* Extract *
┄┄┄┄┄┄┄┄┄┄
Salazar and Stephenson criticize the proposal for providing only a temporary financial fix for rural schools at the cost of a permanent loss of public lands.

A document explaining the proposal on a United States Forest Service Web site states the reauthorization would “provide affected states and counties a short-term safety net of payments, which will be adjusted downward over time and eventually phased out.”

Last week, the forest service said public comment on the proposal will be accepted until May 1.

“Extending the public comment period for an extra month will not change my skepticism of this short-sighted proposal,” Salazar said in a March 29 statement. “I continue to be very concerned about the administration’s proposal to sell off pieces of America’s permanent heritage of public lands as part of a short-term budget issue. … I intend to do what I can to prevent the administration’s bill from becoming law from my seat on the (Senate’s) Energy and Natural Resources Committee.”

Although the proposal lists more than 21,000 acres in Colorado as eligible for sale, none of those acres are in Routt or Moffat counties. The list includes more than 300 acres of the Arapahoe and Roosevelt national forests in Grand County and more than 500 acres in the White River National Forest in Eagle and Summit counties.

The Forest Service estimates that the proposed sales would generate $800 million in revenue. The first six years of the SRS generated more than $2 billion.

Stephenson, executive director of the Colorado Rural Schools Caucus, said Wednesday that very little of those revenues have reached Colorado classrooms.

“Colorado currently receives only about 1 percent of the (SRS) money,” she said. Colorado land makes up more than 7 percent of the lands eligible for sale in the proposed reauthorization.

“Only four (Colorado school) districts have received any money from the act to date, and three of those districts are not even considered rural by Colorado standards,” Stephenson said.

A rural school district in Colorado is one with fewer than 3,000 students. The Aspen School District, Stephenson said, is the only rural district that has received funding from the SRS. Districts in Eagle, Summit and Garfield counties have received funding, but each has more than 3,000 students.

“I know Steamboat has never received any money from it,” Stephenson said. Stephenson is a former Steamboat Springs School Board president.

The rural caucus represents 115 Colorado school districts at the Capitol in Denver. Stephenson said that although the caucus has not taken a formal position on the proposal, informal discussions with caucus members have led to a consensus opinion against the land sale.

“We really don’t think this is the best approach,” she said. “Yes, we believe our rural schools are underfunded and need a solid revenue stream, but this seems to be a one-time fix. We really shouldn’t be getting rid of a public good and using one program to fund another.”
┄┄┄┄┄┄┄┄┄┄
* Data shown *

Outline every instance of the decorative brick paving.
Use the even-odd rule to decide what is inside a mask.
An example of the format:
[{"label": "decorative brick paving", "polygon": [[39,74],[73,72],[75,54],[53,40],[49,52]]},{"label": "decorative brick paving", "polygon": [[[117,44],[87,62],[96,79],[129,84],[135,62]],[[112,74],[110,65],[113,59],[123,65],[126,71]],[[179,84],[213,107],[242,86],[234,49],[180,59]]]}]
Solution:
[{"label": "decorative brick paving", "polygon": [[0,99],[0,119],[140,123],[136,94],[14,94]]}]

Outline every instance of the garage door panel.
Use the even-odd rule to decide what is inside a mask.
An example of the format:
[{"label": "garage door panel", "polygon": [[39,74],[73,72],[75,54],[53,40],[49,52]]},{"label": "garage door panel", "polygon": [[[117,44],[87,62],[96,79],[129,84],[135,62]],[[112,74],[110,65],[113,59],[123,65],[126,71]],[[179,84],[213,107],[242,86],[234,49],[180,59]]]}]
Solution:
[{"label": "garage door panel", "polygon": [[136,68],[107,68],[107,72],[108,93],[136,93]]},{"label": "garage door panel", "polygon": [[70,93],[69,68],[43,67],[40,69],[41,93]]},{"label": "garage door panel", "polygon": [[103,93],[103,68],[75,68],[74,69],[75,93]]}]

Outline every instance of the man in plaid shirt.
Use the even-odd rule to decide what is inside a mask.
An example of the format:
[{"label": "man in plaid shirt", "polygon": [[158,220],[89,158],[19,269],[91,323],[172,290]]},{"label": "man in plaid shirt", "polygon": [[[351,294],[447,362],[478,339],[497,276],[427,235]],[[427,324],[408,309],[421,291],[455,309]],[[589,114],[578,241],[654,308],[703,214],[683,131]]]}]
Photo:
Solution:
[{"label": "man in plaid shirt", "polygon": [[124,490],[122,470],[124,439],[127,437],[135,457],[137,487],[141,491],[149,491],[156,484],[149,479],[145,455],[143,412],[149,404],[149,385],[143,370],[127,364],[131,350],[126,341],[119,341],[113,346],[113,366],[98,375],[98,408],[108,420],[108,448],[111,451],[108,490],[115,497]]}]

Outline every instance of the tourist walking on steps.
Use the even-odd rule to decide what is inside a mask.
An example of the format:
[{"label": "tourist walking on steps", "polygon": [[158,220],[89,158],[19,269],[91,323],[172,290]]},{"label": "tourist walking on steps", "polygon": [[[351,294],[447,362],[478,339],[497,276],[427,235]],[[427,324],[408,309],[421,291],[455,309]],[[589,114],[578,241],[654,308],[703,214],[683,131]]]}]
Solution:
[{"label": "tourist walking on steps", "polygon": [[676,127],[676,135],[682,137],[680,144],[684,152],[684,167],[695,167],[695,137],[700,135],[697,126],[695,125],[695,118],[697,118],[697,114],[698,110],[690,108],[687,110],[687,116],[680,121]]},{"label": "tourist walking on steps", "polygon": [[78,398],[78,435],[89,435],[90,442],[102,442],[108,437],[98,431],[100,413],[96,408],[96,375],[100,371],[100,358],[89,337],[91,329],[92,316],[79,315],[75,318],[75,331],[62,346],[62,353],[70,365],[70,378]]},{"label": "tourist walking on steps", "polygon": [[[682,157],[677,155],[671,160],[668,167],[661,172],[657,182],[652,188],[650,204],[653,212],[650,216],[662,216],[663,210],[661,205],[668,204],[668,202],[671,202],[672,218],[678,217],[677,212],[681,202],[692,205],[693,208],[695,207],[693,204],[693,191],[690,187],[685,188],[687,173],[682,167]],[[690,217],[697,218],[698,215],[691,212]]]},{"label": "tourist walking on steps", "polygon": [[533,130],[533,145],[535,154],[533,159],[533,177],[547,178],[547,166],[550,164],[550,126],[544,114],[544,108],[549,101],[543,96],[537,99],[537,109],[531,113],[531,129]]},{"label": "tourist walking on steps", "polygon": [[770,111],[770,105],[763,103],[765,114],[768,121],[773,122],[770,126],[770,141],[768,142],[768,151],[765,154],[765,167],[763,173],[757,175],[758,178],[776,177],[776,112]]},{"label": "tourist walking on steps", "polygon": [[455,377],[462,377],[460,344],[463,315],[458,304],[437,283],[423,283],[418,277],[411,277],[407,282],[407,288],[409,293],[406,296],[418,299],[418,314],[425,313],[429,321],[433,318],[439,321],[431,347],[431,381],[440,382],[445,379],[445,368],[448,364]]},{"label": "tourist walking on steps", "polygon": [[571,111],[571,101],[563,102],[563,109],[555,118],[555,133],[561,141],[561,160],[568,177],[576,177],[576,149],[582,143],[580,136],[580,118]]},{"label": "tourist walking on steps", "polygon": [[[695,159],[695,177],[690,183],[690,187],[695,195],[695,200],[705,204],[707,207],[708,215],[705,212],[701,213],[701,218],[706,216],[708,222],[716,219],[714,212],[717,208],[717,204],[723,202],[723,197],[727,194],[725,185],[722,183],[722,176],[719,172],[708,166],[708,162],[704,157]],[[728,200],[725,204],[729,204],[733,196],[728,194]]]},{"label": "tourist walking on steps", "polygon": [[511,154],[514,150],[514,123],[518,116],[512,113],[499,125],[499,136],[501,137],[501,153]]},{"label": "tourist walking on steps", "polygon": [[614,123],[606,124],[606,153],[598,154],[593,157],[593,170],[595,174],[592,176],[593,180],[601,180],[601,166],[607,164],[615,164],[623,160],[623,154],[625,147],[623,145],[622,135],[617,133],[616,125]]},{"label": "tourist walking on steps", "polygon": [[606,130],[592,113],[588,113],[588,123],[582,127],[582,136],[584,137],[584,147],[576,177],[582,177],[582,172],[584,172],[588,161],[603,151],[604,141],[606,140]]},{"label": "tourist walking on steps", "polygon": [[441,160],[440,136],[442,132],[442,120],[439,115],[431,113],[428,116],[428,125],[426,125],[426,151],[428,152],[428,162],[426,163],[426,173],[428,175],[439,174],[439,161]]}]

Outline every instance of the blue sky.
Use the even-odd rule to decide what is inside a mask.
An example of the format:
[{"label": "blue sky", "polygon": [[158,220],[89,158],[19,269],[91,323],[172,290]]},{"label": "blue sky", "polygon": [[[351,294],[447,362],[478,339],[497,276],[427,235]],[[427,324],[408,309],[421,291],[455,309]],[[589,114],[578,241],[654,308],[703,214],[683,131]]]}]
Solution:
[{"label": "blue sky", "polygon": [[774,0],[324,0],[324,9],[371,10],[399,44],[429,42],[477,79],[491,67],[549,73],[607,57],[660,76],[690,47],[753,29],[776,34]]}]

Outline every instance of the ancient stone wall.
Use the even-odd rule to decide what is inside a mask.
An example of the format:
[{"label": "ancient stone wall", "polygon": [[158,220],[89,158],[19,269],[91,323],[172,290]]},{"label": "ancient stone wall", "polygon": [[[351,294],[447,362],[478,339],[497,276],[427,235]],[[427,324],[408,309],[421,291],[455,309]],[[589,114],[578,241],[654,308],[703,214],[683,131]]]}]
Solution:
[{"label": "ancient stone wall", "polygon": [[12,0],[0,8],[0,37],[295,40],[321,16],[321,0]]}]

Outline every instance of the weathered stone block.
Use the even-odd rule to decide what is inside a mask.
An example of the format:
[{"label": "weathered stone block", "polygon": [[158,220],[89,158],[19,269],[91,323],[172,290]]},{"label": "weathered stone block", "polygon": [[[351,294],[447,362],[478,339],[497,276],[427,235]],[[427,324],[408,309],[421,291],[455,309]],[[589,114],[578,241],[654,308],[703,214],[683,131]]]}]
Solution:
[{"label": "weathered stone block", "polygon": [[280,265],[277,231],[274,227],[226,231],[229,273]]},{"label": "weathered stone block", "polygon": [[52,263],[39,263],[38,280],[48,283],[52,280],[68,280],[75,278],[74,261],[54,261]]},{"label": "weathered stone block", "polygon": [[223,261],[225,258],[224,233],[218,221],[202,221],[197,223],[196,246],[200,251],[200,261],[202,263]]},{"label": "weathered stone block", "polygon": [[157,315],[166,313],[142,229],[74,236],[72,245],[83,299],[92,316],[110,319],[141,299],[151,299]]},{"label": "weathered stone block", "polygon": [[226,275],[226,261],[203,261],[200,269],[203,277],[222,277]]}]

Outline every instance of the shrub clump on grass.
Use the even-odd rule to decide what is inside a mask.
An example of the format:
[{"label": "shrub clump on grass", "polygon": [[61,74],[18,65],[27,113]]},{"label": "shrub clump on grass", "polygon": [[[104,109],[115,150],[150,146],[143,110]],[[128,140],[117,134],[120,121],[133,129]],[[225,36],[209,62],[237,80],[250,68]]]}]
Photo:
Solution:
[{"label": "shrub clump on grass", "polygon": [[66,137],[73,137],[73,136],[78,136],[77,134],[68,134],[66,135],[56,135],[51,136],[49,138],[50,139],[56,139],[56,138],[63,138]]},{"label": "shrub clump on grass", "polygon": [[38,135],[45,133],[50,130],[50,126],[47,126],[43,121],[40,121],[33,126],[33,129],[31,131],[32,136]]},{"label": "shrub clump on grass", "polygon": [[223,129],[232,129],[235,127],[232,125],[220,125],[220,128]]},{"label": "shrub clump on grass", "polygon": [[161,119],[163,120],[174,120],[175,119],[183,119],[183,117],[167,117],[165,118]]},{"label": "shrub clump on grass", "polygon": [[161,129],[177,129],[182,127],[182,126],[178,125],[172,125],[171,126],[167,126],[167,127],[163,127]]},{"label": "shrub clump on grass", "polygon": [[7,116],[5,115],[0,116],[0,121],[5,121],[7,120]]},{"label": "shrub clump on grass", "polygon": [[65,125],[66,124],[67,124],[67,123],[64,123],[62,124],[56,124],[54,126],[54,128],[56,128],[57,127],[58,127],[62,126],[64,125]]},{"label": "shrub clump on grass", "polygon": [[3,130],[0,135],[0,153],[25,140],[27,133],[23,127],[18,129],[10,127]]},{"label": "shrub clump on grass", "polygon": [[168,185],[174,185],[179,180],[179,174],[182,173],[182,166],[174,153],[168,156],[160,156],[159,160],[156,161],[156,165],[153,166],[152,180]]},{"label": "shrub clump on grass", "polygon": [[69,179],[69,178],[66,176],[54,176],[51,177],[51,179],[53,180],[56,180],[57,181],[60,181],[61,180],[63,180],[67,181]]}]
┄┄┄┄┄┄┄┄┄┄
* Assigned task 1 *
According to the land sale article, how many Colorado school districts does the rural caucus represent at the Capitol in Denver?
* Assigned task 2 *
In the land sale article, rewrite the passage between "A rural school" and "School Board president.", inclusive, switching every "3,000" to "2,500".
The records are separate material, unconnected to the article on the land sale proposal.

* Your response 1 *
115

* Your response 2 *
A rural school district in Colorado is one with fewer than 2,500 students. The Aspen School District, Stephenson said, is the only rural district that has received funding from the SRS. Districts in Eagle, Summit and Garfield counties have received funding, but each has more than 2,500 students.

“I know Steamboat has never received any money from it,” Stephenson said. Stephenson is a former Steamboat Springs School Board president.